_DIRECTIVE_
Please render the material below as a Markdown table with the columns Number and Entry, beginning at the line containing "of the arched" and continuing through the line containing "x=908, y=275". Give each line a row number and skip any blank lines.

* * * * * * * * *

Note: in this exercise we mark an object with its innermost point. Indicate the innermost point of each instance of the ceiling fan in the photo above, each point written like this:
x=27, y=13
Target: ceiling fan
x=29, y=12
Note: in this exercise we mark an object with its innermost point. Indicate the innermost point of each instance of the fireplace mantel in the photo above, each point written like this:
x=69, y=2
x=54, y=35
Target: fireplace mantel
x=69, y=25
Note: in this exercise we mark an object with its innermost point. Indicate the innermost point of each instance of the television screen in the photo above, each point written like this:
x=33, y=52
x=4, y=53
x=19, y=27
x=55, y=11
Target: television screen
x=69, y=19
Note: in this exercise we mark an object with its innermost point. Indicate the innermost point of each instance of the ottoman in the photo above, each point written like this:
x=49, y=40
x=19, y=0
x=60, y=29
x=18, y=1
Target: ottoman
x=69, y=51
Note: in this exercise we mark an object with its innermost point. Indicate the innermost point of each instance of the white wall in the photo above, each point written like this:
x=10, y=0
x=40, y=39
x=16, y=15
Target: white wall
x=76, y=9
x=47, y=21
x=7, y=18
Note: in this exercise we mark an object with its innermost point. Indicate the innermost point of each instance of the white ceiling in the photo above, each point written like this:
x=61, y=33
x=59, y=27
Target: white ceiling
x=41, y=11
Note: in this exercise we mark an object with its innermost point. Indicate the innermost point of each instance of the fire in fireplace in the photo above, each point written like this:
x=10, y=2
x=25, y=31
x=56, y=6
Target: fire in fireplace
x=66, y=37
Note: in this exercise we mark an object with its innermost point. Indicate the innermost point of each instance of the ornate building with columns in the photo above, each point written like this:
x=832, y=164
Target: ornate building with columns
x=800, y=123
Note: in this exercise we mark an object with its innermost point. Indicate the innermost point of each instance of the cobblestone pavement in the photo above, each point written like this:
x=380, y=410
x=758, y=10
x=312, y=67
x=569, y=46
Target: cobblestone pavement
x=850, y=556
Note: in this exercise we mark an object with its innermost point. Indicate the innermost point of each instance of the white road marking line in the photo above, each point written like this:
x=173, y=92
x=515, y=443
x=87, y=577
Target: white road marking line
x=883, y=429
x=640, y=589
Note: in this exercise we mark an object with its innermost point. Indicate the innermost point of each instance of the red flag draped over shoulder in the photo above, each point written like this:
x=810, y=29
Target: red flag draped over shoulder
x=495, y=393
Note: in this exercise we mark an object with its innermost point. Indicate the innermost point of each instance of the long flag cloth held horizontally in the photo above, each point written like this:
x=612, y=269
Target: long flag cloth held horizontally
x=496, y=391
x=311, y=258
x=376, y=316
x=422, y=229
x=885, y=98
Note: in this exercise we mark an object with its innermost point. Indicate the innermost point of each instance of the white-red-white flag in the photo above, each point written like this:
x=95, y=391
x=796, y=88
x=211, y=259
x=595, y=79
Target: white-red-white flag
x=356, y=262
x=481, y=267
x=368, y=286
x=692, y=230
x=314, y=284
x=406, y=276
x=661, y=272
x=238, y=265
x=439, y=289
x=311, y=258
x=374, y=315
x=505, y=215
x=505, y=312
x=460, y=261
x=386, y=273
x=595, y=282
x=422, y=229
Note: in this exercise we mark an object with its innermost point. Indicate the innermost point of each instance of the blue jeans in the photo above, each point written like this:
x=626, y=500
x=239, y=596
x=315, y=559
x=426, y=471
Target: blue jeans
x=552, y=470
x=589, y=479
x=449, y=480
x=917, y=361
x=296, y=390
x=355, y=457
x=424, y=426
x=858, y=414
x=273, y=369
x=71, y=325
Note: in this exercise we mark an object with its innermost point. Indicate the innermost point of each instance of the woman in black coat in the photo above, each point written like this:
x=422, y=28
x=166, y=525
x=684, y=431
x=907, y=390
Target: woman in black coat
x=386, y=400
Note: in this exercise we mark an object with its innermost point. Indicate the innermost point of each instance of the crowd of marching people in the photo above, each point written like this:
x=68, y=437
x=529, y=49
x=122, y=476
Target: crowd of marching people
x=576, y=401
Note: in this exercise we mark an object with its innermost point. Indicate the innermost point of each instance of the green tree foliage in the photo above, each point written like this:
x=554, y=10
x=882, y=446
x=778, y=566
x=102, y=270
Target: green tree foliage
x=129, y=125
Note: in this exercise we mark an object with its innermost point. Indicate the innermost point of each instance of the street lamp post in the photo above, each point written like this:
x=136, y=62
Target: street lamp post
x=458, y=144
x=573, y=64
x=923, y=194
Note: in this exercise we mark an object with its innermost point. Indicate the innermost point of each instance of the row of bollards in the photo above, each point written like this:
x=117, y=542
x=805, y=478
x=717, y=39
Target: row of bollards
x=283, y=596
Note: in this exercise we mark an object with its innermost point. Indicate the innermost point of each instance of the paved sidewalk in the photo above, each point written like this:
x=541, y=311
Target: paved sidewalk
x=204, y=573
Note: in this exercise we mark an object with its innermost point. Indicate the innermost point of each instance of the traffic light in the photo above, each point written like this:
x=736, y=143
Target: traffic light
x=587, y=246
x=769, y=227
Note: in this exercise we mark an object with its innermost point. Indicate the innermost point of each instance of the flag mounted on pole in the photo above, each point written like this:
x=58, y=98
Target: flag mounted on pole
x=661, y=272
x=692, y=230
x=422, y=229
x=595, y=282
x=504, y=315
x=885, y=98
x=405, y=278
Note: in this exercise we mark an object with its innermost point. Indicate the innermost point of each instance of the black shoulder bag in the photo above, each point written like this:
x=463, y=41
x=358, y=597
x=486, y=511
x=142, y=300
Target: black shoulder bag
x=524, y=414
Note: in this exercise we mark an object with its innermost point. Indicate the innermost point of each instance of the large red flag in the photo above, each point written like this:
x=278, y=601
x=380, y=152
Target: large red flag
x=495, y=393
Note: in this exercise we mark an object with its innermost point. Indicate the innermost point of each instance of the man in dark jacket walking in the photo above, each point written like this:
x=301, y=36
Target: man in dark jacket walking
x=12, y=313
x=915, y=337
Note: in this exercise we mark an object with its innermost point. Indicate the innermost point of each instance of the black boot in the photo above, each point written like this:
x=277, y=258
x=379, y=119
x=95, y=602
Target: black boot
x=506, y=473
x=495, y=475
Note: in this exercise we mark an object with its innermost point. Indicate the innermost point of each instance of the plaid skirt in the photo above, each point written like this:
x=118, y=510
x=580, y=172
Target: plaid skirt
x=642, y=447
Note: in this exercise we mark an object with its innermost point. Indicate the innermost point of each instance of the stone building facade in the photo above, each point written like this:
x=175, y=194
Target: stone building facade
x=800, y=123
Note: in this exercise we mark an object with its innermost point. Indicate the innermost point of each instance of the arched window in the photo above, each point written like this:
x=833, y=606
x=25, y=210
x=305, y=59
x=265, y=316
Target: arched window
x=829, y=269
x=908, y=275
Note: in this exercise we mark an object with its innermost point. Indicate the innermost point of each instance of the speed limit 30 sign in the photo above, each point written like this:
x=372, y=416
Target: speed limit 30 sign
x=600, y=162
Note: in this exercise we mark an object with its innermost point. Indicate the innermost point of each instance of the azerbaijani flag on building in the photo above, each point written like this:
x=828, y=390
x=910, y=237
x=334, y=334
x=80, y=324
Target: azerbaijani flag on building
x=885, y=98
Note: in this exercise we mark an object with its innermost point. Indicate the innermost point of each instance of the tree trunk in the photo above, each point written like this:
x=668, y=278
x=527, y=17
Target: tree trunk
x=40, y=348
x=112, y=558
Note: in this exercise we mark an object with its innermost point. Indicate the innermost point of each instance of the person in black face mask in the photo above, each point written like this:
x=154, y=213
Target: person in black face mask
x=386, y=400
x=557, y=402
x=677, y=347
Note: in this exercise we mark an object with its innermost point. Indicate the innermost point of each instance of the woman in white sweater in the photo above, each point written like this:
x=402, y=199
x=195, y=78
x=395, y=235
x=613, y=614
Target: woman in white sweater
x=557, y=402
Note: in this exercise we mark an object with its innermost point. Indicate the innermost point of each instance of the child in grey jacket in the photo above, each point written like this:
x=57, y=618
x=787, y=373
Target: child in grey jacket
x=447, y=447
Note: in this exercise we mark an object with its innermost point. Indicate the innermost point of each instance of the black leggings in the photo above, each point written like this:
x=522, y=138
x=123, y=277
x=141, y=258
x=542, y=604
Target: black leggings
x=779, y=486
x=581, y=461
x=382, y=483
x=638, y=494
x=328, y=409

* * * * * * * * *

_EXERCISE ANSWER_
| Number | Entry |
|---|---|
| 1 | Note: in this exercise we mark an object with its innermost point. Indicate the innermost point of each instance of the arched window in the photo above, each point written like this: |
| 2 | x=833, y=606 |
| 3 | x=25, y=210 |
| 4 | x=305, y=59 |
| 5 | x=265, y=316 |
| 6 | Target: arched window |
| 7 | x=829, y=269 |
| 8 | x=908, y=275 |